___ PASSAGE SHOWN ___

Rhithropanopeus harrisii (common names include the Zuiderzee crab, dwarf crab, estuarine mud crab, Harris mud crab, white-fingered mud crab, and white-tipped mud crab) is a small omnivorous crab native to Atlantic coasts of the Americas, from New Brunswick to Veracruz.

R. harrisii is usually found in brackish water, but can also be found in freshwater. It likes to live on stones and in oyster beds. The crab can reach a maximum size of 20 mm. It has an olive-green-brownish color, sometimes with dark spots on its carapace.

It is a common inhabitant of Texas and Florida estuaries, but was later introduced all over the world. In 1937, it was discovered to be invading the San Francisco Bay's brackish waters and adjacent fresh waters of the California Central Valley. It was also recently discovered in the Third Lock Lake in Panama, a man-made lake intended to be a part of the Panama Canal.

R. harrisii was first discovered in Europe in the Zuider Zee, the Netherlands, and is now also found in Denmark, Belgium, Germany, France, Poland, Estonia, Finland, Russia, Portugal, Spain, Italy, Romania and Bulgaria, from the Black Sea and Caspian Sea.

In the British Isles, R. harrisii has only been observed in Roath Docks, Cardiff, which have lower salinity (12‰) than the surrounding waters.

Breeding freshwater populations have been found in the Brazos River basin in Texas, notably the Possum Kingdom State Park and Lake Granbury. Populations have also been discovered in Lake Texoma and Lake E.V. Spence. Its presence in the Baltic Sea is blamed for a negative ecosystem shift.

A record of this species was made in Brazil, but might represent a misidentification.

___

**TASK DESCRIPTION**:
Return the whole passage on the crab Rhithropanopeus harrisii word for word.

___ RECORDED DATA ___

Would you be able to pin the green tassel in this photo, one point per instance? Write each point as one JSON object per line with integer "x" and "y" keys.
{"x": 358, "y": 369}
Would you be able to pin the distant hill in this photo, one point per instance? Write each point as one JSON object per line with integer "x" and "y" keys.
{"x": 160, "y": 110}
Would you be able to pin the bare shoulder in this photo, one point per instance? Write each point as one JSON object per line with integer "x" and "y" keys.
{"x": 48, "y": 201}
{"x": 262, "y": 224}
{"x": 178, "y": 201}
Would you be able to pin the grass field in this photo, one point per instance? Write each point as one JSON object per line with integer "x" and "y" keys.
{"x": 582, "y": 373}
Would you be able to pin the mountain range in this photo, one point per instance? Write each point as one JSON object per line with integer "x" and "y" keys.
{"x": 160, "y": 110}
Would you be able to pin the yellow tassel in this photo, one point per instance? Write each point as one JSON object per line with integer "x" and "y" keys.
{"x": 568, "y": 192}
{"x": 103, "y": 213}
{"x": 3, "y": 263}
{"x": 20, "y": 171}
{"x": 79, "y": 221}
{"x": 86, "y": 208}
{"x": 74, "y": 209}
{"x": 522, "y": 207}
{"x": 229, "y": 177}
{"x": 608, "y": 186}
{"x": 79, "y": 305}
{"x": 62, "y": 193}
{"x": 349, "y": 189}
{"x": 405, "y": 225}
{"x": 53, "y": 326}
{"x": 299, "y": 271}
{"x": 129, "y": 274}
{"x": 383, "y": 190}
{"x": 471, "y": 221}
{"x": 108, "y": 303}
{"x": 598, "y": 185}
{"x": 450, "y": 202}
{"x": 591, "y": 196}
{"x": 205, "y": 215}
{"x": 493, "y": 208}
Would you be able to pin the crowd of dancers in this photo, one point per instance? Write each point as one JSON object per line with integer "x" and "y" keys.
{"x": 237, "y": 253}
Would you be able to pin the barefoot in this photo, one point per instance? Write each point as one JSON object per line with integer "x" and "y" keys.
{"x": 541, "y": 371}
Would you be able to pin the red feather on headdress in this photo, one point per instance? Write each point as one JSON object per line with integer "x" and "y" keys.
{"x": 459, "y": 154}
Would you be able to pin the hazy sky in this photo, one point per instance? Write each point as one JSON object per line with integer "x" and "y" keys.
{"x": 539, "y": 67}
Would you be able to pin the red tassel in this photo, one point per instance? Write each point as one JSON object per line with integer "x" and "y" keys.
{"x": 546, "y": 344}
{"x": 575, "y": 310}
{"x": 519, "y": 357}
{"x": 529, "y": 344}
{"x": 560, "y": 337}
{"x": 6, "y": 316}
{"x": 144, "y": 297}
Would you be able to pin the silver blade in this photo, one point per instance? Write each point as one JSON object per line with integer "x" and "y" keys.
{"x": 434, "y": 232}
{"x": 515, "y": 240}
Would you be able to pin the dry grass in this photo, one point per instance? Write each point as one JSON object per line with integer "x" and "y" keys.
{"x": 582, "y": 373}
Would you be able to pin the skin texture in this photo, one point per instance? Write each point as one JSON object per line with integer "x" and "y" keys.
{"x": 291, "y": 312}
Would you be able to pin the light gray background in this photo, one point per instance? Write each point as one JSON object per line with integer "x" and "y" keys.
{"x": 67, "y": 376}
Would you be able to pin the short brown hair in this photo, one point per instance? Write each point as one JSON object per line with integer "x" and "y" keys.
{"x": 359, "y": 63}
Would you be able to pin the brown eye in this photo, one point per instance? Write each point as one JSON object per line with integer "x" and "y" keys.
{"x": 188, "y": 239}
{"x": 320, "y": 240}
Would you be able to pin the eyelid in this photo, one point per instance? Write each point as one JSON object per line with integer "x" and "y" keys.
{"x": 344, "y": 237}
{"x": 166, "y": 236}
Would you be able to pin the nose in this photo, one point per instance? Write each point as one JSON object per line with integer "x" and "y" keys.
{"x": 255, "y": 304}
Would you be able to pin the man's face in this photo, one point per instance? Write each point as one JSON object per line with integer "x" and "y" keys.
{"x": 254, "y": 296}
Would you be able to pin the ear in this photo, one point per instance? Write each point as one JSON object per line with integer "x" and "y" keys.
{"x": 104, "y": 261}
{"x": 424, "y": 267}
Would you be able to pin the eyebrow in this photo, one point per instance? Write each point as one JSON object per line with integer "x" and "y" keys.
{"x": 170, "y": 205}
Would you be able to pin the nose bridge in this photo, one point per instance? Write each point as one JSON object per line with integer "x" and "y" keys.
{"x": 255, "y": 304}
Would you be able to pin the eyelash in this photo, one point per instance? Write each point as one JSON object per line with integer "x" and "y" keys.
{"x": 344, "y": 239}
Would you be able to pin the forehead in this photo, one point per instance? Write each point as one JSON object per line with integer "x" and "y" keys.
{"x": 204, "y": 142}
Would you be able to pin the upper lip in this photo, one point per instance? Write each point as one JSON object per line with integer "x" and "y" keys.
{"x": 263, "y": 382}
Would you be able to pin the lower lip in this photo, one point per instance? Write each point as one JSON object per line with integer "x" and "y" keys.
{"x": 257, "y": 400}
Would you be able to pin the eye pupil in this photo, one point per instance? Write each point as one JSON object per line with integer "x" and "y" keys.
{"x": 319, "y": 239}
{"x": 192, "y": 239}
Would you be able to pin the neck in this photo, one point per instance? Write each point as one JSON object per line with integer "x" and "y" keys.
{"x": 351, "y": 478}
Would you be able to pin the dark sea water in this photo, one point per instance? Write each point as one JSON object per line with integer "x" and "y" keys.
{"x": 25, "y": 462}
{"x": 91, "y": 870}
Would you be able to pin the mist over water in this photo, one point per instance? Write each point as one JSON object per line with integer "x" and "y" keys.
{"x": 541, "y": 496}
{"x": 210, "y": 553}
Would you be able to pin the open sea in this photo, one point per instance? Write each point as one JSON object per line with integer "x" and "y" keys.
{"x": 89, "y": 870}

___

**ANSWER TO THE EXERCISE**:
Rhithropanopeus harrisii (common names include the Zuiderzee crab, dwarf crab, estuarine mud crab, Harris mud crab, white-fingered mud crab, and white-tipped mud crab) is a small omnivorous crab native to Atlantic coasts of the Americas, from New Brunswick to Veracruz.

R. harrisii is usually found in brackish water, but can also be found in freshwater. It likes to live on stones and in oyster beds. The crab can reach a maximum size of 20 mm. It has an olive-green-brownish color, sometimes with dark spots on its carapace.

It is a common inhabitant of Texas and Florida estuaries, but was later introduced all over the world. In 1937, it was discovered to be invading the San Francisco Bay's brackish waters and adjacent fresh waters of the California Central Valley. It was also recently discovered in the Third Lock Lake in Panama, a man-made lake intended to be a part of the Panama Canal.

R. harrisii was first discovered in Europe in the Zuider Zee, the Netherlands, and is now also found in Denmark, Belgium, Germany, France, Poland, Estonia, Finland, Russia, Portugal, Spain, Italy, Romania and Bulgaria, from the Black Sea and Caspian Sea.

In the British Isles, R. harrisii has only been observed in Roath Docks, Cardiff, which have lower salinity (12‰) than the surrounding waters.

Breeding freshwater populations have been found in the Brazos River basin in Texas, notably the Possum Kingdom State Park and Lake Granbury. Populations have also been discovered in Lake Texoma and Lake E.V. Spence. Its presence in the Baltic Sea is blamed for a negative ecosystem shift.

A record of this species was made in Brazil, but might represent a misidentification.